[[ RECORDS PROVIDED, beginning ]]

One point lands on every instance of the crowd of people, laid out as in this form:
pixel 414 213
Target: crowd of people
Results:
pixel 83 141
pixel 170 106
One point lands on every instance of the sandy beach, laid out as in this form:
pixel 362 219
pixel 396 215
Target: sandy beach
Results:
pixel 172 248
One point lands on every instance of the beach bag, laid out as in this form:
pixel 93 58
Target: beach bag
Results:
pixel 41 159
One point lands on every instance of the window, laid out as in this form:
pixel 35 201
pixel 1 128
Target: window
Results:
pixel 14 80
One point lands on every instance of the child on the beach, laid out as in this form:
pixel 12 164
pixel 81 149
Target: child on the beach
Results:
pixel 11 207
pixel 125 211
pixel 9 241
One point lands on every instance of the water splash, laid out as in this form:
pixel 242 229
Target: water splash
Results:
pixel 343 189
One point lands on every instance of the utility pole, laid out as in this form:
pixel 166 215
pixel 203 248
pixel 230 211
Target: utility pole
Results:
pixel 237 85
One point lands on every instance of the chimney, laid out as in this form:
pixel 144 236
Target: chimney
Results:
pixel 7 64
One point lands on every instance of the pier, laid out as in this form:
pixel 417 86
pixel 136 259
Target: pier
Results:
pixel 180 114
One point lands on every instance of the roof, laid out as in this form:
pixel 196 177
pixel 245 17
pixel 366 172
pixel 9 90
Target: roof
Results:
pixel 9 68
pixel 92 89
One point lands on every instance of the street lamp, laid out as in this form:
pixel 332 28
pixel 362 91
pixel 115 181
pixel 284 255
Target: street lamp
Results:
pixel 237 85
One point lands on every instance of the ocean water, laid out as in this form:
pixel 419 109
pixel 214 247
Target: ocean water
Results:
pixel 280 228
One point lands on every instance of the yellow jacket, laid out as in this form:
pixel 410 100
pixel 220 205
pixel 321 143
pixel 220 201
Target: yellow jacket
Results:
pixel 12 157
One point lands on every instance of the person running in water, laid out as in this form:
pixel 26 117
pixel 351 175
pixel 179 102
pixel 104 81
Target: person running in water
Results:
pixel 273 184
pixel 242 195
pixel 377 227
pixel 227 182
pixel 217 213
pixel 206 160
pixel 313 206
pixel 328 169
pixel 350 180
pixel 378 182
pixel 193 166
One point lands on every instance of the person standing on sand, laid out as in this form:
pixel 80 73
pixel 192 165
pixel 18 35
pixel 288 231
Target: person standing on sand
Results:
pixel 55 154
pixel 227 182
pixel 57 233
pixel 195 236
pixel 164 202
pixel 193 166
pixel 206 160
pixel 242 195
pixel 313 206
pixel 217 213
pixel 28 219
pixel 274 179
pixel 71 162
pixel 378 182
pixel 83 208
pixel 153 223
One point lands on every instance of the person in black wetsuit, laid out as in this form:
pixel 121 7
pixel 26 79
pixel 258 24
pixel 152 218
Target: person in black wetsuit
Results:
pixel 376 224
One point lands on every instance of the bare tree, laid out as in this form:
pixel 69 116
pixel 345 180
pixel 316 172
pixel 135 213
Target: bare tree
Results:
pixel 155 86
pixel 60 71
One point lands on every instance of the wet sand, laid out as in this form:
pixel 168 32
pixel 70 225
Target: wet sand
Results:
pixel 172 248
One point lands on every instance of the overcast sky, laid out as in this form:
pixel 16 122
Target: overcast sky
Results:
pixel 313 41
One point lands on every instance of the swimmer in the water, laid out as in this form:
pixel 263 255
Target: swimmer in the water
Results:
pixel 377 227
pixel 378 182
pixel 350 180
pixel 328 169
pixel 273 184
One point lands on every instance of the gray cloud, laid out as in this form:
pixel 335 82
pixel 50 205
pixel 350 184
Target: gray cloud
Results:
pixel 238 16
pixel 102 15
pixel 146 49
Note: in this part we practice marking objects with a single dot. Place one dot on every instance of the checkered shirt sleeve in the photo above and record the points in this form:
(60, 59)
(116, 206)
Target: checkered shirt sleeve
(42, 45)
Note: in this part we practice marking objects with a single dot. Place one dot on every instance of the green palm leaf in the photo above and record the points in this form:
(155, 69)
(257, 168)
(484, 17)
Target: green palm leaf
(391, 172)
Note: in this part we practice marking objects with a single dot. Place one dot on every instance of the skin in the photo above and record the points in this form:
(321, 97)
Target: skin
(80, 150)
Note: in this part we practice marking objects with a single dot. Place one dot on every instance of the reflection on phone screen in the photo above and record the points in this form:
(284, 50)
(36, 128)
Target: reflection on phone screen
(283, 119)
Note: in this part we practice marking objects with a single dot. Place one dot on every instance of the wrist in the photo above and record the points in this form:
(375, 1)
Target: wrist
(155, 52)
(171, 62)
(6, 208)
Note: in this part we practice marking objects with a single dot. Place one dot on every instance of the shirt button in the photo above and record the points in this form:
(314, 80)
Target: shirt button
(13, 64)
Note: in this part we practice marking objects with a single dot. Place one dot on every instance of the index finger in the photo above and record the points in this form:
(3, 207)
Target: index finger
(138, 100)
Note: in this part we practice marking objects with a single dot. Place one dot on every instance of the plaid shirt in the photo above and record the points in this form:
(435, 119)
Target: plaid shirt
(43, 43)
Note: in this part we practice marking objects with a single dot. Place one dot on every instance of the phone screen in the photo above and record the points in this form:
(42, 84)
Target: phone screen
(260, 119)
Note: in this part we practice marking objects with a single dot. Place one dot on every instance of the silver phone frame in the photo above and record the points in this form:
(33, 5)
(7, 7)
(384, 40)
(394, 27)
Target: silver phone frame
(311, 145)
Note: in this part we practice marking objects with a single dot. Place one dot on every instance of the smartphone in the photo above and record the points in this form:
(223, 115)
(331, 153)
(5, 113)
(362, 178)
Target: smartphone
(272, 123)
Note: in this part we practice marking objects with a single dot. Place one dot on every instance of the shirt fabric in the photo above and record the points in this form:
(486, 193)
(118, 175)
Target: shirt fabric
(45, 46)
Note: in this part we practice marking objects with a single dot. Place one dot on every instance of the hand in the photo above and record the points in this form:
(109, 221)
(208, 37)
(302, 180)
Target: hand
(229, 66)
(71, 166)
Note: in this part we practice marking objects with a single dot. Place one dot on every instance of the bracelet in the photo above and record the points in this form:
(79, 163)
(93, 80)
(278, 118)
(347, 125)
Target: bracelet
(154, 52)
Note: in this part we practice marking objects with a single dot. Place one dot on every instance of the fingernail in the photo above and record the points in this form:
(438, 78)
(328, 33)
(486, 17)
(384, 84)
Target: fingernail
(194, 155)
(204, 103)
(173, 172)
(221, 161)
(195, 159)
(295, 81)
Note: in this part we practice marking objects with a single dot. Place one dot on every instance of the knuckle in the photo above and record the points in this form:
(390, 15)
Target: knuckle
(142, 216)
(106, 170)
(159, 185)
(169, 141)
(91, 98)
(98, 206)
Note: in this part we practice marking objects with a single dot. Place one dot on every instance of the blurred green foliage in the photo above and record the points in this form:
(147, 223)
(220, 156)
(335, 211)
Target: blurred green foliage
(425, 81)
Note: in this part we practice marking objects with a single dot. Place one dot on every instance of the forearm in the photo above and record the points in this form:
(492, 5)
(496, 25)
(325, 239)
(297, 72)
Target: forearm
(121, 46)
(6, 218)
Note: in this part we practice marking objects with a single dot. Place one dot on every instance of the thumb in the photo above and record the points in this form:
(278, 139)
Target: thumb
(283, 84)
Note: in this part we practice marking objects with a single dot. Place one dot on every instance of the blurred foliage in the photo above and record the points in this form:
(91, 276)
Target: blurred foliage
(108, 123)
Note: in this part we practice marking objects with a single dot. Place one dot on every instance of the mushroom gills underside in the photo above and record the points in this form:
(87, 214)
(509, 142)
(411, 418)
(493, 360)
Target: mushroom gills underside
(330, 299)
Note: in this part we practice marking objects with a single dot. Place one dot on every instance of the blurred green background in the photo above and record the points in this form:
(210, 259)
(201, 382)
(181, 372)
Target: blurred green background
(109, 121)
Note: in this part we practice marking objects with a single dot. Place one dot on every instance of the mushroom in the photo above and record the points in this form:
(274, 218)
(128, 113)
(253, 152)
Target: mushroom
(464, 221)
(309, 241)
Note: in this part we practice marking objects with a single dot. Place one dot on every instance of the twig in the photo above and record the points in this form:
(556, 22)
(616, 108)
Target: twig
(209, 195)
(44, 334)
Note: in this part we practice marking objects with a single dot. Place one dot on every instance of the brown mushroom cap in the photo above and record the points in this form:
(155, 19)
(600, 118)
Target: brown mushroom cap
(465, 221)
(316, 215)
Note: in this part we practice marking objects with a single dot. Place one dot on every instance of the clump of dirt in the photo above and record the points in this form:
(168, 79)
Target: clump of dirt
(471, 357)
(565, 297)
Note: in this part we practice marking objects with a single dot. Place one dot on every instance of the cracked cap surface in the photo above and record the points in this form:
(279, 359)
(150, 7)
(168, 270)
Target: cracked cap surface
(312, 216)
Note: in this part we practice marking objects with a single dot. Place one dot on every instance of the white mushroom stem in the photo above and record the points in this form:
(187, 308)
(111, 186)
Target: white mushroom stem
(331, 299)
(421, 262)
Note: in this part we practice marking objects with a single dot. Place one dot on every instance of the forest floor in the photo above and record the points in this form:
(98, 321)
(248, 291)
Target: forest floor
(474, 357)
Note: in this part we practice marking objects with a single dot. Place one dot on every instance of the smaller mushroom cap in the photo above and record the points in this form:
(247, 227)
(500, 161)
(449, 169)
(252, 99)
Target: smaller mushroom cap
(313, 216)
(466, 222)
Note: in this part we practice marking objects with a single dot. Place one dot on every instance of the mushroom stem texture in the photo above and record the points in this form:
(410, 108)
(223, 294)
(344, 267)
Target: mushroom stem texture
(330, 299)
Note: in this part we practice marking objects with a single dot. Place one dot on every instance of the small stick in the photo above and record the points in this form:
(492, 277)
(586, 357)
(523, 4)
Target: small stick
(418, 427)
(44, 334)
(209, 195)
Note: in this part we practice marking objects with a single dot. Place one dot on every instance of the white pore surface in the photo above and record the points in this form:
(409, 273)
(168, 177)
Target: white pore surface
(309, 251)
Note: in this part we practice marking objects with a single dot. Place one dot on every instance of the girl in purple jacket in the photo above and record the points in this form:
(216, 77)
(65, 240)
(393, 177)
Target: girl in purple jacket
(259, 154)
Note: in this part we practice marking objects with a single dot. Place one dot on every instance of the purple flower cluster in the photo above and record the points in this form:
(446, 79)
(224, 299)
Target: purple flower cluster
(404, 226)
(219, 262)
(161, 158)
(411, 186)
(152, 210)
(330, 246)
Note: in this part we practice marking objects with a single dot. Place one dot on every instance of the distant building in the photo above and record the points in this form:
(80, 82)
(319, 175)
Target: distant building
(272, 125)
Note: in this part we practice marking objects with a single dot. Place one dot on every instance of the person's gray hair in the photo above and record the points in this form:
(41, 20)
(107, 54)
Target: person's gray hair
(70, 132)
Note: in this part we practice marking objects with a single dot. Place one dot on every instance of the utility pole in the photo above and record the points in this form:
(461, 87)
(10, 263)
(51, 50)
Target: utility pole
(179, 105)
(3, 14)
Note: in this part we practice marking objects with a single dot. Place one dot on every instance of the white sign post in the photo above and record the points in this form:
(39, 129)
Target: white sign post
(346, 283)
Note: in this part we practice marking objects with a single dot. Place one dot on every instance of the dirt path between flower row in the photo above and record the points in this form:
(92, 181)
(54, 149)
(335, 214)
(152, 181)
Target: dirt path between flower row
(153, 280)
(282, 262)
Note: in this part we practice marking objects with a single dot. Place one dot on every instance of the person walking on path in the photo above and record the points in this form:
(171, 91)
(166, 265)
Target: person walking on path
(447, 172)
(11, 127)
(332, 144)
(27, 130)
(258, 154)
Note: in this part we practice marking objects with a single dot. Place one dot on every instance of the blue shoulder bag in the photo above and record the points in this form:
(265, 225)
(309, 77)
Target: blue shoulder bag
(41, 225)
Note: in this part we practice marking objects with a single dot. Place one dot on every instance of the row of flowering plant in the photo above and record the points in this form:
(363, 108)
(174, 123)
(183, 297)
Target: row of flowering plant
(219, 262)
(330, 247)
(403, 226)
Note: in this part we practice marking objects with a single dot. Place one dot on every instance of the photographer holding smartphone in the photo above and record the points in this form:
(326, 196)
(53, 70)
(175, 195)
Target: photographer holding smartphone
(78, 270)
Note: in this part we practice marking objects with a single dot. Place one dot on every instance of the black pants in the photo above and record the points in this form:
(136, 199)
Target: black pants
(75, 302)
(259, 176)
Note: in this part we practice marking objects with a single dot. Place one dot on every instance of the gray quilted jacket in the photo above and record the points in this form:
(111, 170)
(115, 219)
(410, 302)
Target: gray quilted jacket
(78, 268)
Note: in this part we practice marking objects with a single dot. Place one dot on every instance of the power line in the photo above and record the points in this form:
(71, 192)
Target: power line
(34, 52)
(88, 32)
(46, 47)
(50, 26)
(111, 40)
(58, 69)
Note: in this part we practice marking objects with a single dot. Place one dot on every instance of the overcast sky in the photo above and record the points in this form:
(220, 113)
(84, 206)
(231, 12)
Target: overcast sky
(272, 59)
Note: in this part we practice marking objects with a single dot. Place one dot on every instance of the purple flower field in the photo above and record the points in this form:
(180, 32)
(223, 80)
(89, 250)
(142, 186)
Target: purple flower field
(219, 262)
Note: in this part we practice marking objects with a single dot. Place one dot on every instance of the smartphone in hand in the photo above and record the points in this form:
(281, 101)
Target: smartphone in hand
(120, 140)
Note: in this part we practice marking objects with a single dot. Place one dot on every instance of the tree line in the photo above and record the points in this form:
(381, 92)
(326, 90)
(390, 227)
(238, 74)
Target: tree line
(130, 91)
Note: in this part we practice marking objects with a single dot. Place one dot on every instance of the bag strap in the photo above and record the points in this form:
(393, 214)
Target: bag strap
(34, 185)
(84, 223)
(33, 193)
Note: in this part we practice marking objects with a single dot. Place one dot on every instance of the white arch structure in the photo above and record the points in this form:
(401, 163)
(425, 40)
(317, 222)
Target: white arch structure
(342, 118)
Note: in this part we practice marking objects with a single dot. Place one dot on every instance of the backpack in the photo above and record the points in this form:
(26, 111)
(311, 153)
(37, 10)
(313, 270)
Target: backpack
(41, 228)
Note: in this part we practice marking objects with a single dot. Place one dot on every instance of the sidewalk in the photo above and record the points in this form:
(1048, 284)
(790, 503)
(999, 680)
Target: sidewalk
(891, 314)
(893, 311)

[[ RECORDS PROVIDED, end ]]

## EXERCISE DIRECTIONS
Write out every line in the data that holds the string "street".

## SOLUTION
One point lands on every instance of the street lamp, laid out as in this form:
Target: street lamp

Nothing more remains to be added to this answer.